━━━━━ Source extract

Magazine Article


Buildings Commissioner


Buildings Commissioner

Paul Bardagjy's Intuitive
Interpretation of Architecture


"I am hired to interpret design and space. My preference for either interiors or exteriors is not the issue. I must convey what the designer has to say and why. My technique is not textbook training. I learned intuitively and through the study of art. That is why my work is fine art-oriented. The realistic work of the Dutch Flemish painters has been a significant influence on image makers. We began to emulate their style. Photography is a great medium, but we owe a lot to painters of the previous century."


Paul Bardagjy knows how to transform a house into a home, an anonymous skyscraper into a fantasy dome, a listless building into a work of art, with the push of a button.
While mortar may be the building material of some structures he captures on film, his own "material" for constructing a stunning image may be nothing more to the naked eye than bricks, limestone, wood, plaster, or glass. But enter its color, texture, proper lighting, and stark angles, and the structure is instantly transformed into a work of art.
No, Texas-based Bardagjy does not govern Austin's Department of Buildings despite his magic touch. But, for the most part, he does control his client roster, being careful to select those who will give him the most freedom. "In a perfect world, you could choose great projects over stinkers. In our world, the best way to go about this is to pick clients you want to work for and market to them." For him, marketing means a four-part series of colorful promo cards sent out to potential clients, followed up with a phone call. "But contacts leave all the time," said Bardagjy. "So it's important to keep up to date."
Explaining that problem-solving is a large part of the job, Bardagjy scopes out locations prior to most shoots to uncover the best vantage point. Sometimes he finds the best option is to shoot from a helicopter or airplane.

━━━━━━━━━━

Prompt A:
Which building materials does the article on Paul Bardagjy name as his own "material" for constructing an image?
Prompt B:
Please set down the lines of the listing from the one holding "Note: for this drill, mark the car" through the end of the listing, both ends included.

━━━━━ Data shown

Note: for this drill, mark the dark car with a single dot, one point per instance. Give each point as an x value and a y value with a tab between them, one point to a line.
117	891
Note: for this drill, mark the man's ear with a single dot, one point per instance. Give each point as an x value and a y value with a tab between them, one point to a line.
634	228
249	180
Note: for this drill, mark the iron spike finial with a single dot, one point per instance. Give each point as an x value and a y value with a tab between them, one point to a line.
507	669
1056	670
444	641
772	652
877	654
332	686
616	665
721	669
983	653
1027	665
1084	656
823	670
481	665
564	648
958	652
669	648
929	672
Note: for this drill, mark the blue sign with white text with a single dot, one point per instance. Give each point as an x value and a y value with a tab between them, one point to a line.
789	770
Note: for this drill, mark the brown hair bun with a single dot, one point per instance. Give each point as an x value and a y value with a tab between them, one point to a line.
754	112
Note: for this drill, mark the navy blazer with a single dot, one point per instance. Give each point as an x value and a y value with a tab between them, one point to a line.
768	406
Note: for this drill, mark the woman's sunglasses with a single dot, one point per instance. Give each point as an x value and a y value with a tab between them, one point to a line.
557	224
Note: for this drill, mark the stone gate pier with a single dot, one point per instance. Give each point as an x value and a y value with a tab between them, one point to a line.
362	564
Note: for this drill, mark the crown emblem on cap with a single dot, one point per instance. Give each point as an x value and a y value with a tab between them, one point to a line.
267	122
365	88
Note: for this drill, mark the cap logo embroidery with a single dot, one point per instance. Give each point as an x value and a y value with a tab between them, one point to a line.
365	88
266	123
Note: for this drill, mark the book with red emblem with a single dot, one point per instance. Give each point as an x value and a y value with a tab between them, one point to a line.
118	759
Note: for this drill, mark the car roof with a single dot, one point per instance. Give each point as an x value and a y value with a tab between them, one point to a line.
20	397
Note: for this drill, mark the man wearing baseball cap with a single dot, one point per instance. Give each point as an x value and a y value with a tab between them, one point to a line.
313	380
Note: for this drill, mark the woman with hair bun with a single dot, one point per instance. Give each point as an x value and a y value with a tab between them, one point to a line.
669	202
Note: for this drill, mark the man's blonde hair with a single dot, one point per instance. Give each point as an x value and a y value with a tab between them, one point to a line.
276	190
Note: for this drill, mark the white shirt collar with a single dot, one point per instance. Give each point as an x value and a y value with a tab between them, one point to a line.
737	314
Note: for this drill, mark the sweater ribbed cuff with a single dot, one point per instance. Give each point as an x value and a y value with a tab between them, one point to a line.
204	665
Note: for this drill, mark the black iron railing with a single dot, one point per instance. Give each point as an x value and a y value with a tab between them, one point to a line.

━━━━━━━━━━

Correct result A:
bricks, limestone, wood, plaster, glass

Correct result B:
Note: for this drill, mark the car roof with a single dot, one point per instance. Give each point as an x value and a y value with a tab between them, one point to a line.
20	397
Note: for this drill, mark the man wearing baseball cap with a single dot, one point per instance. Give each point as an x value and a y value with a tab between them, one point to a line.
313	380
Note: for this drill, mark the woman with hair bun with a single dot, one point per instance. Give each point as an x value and a y value with a tab between them, one point to a line.
669	202
Note: for this drill, mark the man's blonde hair with a single dot, one point per instance. Give each point as an x value and a y value with a tab between them, one point to a line.
276	190
Note: for this drill, mark the white shirt collar with a single dot, one point per instance. Give each point as an x value and a y value with a tab between them, one point to a line.
737	314
Note: for this drill, mark the sweater ribbed cuff with a single dot, one point per instance. Give each point as an x value and a y value with a tab between them, one point to a line.
204	665
Note: for this drill, mark the black iron railing with a single dot, one point per instance. Give each point as an x value and a y value with a tab between them, one point to a line.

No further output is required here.